:: Work instructions ::
Render the stretch of the listing below, from the line containing "subject: exposed rock" through the line containing "42 62 L 42 64" with both ends included, as a Markdown table. Use the columns Row, holding a running number, and Line, holding each line, and leave out blank lines.
- - -
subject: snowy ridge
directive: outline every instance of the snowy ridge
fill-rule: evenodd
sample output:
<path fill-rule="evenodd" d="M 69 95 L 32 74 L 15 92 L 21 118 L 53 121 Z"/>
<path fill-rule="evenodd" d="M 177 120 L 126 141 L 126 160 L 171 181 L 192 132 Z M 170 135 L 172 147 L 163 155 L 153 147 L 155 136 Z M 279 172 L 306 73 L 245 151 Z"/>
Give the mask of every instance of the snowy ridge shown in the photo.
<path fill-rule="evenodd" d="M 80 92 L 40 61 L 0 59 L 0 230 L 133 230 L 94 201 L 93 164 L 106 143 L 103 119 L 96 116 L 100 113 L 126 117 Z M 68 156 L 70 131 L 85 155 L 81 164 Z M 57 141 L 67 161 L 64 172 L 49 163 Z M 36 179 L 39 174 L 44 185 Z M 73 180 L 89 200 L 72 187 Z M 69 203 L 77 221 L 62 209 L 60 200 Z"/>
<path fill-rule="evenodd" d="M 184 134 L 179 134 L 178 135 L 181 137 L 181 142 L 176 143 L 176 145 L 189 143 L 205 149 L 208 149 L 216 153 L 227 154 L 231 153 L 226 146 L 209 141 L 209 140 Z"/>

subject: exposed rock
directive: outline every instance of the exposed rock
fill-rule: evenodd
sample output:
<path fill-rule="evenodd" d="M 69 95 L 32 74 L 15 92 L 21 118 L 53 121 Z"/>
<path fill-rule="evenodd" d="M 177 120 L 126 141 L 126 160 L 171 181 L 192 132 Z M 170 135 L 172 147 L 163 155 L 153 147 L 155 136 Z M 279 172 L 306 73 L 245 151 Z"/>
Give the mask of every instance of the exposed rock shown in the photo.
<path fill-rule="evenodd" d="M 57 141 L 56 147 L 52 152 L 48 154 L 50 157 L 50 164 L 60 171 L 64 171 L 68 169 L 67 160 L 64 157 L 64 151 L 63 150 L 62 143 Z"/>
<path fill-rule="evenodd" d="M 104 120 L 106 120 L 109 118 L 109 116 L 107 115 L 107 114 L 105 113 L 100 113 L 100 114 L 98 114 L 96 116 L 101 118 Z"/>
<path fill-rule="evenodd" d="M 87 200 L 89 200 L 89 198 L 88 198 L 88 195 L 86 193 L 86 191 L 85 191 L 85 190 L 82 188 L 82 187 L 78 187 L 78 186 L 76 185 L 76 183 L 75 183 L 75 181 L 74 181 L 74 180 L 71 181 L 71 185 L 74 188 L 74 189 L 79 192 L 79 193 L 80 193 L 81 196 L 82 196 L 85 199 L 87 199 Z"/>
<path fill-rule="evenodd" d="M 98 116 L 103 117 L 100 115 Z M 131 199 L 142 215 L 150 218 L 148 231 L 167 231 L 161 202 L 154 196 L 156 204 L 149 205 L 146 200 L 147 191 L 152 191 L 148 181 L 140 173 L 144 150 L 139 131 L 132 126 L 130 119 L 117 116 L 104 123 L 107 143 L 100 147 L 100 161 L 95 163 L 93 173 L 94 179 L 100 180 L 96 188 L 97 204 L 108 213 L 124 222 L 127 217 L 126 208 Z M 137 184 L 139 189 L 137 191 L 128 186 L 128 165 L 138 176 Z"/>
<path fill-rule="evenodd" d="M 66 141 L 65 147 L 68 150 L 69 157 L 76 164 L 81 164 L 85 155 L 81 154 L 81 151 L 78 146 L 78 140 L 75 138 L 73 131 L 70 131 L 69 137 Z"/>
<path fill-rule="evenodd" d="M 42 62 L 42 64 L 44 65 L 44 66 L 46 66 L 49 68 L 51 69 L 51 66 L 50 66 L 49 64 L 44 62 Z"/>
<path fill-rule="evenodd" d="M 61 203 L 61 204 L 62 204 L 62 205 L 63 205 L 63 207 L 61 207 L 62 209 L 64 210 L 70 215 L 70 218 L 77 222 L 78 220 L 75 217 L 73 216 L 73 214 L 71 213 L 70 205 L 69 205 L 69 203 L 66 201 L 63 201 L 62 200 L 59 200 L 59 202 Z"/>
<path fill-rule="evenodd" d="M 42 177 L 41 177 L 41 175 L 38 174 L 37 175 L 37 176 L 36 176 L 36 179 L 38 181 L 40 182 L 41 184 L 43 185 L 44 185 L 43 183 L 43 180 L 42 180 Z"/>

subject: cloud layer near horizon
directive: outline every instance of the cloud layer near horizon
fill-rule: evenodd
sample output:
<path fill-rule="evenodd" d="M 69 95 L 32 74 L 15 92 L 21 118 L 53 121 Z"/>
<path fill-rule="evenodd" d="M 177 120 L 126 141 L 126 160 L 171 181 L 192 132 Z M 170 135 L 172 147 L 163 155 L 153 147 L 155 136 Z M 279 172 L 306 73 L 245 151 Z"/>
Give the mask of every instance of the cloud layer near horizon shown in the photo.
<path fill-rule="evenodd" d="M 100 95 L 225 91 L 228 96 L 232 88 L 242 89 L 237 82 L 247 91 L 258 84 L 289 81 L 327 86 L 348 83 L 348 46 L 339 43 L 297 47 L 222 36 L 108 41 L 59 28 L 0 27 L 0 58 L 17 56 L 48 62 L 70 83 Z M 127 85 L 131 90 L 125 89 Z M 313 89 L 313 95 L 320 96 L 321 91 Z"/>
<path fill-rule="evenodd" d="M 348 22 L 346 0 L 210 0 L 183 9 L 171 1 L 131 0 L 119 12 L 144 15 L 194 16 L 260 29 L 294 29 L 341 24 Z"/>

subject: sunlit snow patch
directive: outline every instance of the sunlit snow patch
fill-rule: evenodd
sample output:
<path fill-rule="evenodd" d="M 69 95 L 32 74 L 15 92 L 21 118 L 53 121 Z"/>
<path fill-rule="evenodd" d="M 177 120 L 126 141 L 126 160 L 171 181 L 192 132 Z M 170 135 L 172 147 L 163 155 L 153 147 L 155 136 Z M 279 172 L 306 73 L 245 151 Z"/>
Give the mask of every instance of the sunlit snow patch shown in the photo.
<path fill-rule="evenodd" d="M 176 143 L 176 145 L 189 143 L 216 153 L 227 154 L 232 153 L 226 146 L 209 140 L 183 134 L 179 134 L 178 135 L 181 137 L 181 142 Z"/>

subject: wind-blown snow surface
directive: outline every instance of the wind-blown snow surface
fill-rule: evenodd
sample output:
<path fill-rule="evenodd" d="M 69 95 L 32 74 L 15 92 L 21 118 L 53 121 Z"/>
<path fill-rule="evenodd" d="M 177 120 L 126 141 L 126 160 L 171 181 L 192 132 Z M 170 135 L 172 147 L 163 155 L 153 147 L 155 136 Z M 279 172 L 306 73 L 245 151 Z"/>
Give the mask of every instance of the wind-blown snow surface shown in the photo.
- - -
:: Result ::
| Row | Line |
|---|---|
| 1 | subject: exposed rock |
| 2 | directive: outline every instance of the exposed rock |
| 3 | fill-rule: evenodd |
| 4 | sample output: |
| 5 | <path fill-rule="evenodd" d="M 69 95 L 32 74 L 15 92 L 21 118 L 53 121 Z"/> |
| 6 | <path fill-rule="evenodd" d="M 177 120 L 126 141 L 126 160 L 171 181 L 192 132 Z M 170 135 L 172 147 L 163 155 L 153 147 L 155 136 Z M 279 172 L 306 73 L 245 151 Z"/> |
| 7 | Give the mask of every instance of the exposed rock shown in the photo. |
| 8 | <path fill-rule="evenodd" d="M 57 141 L 56 147 L 52 152 L 48 154 L 50 157 L 50 164 L 60 171 L 64 171 L 68 169 L 67 160 L 64 157 L 64 151 L 63 150 L 62 143 Z"/> |
| 9 | <path fill-rule="evenodd" d="M 104 120 L 106 120 L 109 118 L 109 116 L 107 115 L 107 114 L 105 113 L 100 113 L 100 114 L 98 114 L 96 116 L 101 118 Z"/> |
| 10 | <path fill-rule="evenodd" d="M 87 200 L 89 200 L 89 198 L 88 198 L 88 195 L 86 193 L 86 191 L 85 191 L 85 190 L 82 188 L 82 187 L 78 187 L 78 186 L 76 185 L 76 183 L 75 183 L 75 181 L 74 181 L 74 180 L 71 181 L 71 185 L 74 188 L 74 189 L 79 192 L 79 193 L 80 193 L 81 196 L 82 196 L 85 199 L 87 199 Z"/> |
| 11 | <path fill-rule="evenodd" d="M 98 116 L 103 117 L 100 115 Z M 131 199 L 142 215 L 150 218 L 148 231 L 167 231 L 161 202 L 154 196 L 156 204 L 149 205 L 146 200 L 147 191 L 152 191 L 148 181 L 140 173 L 144 150 L 139 131 L 132 126 L 130 119 L 117 116 L 104 123 L 107 143 L 100 147 L 100 161 L 95 163 L 93 173 L 94 179 L 100 180 L 96 188 L 97 204 L 108 213 L 124 222 L 127 217 L 126 208 Z M 137 184 L 139 189 L 137 191 L 128 186 L 128 165 L 138 176 Z"/> |
| 12 | <path fill-rule="evenodd" d="M 66 141 L 65 147 L 68 150 L 69 157 L 76 164 L 81 164 L 85 155 L 81 154 L 81 151 L 78 146 L 78 140 L 75 138 L 73 131 L 70 131 L 69 137 Z"/> |
| 13 | <path fill-rule="evenodd" d="M 42 62 L 42 64 L 44 65 L 44 66 L 46 66 L 49 68 L 51 69 L 51 66 L 50 66 L 49 64 L 44 62 Z"/> |